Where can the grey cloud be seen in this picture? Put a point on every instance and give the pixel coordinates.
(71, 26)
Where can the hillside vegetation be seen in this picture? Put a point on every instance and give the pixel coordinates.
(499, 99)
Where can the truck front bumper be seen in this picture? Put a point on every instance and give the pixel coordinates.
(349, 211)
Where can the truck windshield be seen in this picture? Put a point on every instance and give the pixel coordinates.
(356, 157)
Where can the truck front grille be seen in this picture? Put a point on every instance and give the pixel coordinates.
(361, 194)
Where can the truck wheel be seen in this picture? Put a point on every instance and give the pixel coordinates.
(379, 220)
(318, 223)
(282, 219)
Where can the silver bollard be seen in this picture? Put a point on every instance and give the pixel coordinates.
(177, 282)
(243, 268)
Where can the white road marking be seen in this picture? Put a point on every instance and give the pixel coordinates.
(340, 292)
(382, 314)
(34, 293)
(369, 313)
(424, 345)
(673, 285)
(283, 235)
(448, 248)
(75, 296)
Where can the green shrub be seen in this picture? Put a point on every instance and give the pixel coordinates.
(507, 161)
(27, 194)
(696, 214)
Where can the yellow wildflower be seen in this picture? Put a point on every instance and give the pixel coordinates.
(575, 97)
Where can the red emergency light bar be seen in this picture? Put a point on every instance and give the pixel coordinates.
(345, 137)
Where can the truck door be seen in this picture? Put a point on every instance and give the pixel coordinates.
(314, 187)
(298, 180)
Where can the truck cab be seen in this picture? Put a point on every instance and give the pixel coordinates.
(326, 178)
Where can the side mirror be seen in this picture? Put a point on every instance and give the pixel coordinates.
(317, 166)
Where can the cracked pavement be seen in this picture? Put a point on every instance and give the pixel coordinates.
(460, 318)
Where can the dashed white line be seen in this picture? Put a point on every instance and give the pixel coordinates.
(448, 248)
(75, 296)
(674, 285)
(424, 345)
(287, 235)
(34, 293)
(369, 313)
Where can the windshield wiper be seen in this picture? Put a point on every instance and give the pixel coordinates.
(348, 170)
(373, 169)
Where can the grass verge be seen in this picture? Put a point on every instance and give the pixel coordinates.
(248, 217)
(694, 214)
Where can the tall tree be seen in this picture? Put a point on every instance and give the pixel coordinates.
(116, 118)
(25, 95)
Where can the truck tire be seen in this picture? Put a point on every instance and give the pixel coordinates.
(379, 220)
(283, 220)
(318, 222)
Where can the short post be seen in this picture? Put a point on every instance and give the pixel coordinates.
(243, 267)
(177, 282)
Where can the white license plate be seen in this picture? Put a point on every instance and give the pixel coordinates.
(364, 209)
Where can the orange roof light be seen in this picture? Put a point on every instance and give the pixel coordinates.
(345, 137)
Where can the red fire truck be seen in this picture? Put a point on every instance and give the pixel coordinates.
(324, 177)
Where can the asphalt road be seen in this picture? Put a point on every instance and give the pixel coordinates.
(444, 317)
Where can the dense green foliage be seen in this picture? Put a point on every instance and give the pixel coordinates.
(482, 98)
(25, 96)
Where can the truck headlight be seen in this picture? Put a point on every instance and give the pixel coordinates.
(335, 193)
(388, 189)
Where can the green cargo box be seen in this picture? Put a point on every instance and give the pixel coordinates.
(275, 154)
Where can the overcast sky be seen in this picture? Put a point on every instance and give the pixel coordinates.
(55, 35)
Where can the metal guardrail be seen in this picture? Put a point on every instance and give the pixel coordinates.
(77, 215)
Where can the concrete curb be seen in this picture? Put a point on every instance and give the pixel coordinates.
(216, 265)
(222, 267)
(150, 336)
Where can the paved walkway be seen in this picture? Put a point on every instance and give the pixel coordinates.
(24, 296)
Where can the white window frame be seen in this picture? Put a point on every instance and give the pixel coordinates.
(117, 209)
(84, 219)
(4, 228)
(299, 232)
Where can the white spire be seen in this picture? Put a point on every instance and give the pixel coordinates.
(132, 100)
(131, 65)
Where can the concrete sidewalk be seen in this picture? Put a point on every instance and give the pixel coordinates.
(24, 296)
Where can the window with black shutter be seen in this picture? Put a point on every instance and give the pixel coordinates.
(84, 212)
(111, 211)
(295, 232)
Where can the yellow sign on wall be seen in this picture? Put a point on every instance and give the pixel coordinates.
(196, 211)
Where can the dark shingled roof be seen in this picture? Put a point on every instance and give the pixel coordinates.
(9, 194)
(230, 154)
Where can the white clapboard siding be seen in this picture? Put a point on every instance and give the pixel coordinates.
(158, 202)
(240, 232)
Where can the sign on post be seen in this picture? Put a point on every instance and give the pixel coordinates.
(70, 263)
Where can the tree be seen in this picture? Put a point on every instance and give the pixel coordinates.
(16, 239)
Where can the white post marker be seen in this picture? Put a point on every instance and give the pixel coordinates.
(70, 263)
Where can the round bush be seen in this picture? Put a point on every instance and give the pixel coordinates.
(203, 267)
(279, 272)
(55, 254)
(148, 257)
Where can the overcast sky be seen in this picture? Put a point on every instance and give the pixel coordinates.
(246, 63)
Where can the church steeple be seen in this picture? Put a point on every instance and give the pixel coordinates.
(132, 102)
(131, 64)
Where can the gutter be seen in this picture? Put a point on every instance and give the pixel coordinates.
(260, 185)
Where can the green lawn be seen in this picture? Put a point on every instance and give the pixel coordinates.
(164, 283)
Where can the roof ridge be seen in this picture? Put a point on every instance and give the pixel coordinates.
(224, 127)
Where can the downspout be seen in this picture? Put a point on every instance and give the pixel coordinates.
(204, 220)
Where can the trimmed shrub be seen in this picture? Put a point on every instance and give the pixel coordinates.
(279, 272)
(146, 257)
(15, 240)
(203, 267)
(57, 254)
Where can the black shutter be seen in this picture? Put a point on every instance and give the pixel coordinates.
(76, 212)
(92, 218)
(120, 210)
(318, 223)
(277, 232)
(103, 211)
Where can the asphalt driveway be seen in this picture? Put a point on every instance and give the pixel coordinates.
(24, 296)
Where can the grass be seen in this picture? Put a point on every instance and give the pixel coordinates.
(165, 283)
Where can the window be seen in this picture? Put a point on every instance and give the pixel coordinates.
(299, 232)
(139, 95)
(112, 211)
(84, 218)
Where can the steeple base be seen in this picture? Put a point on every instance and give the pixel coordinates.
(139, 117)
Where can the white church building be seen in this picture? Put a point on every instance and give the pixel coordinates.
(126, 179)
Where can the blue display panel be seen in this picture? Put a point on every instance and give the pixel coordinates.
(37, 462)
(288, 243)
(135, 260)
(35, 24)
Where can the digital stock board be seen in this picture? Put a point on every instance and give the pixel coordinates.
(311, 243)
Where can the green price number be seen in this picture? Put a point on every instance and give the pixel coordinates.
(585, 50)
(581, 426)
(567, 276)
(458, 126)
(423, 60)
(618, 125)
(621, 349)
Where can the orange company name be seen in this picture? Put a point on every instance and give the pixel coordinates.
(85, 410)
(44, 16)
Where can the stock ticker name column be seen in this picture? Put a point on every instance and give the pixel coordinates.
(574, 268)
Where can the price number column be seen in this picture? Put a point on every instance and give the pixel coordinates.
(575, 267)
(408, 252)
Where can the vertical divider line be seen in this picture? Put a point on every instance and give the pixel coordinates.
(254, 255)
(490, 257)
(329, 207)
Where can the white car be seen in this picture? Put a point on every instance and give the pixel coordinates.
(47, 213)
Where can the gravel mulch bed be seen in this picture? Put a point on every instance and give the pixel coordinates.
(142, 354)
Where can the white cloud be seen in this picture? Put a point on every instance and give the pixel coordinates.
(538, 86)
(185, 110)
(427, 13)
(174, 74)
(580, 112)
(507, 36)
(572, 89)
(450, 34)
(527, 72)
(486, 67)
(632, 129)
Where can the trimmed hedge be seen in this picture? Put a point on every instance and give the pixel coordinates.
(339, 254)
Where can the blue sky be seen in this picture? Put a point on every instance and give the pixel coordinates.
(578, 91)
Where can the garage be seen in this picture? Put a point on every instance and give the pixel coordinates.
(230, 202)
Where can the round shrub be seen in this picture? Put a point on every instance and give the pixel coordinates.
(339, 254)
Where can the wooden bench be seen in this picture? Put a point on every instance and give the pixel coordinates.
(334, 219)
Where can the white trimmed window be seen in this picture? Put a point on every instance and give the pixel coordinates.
-----
Output the line that contains "Where can the trimmed hedge", followed by every later line in the listing, with no line omitted and none added.

__Response for this exercise__:
Where can the trimmed hedge be seen in this picture? Put a point on every instance and give the pixel coordinates.
(339, 254)
Where can the blue sky be seen in this picture? Put a point on every instance and give the pixel coordinates.
(578, 91)
Where can the garage be seen in this picture? Put a point on every instance and give the pixel coordinates.
(230, 202)
Where can the round shrub be seen in this picture? Put a point on every instance and give the pixel coordinates.
(339, 254)
Where can the wooden bench be seen in this picture? Put a point on every instance and give the pixel coordinates.
(334, 219)
Where can the white trimmed window be seen in this picture? Put a point on every instance and give the pixel coordinates.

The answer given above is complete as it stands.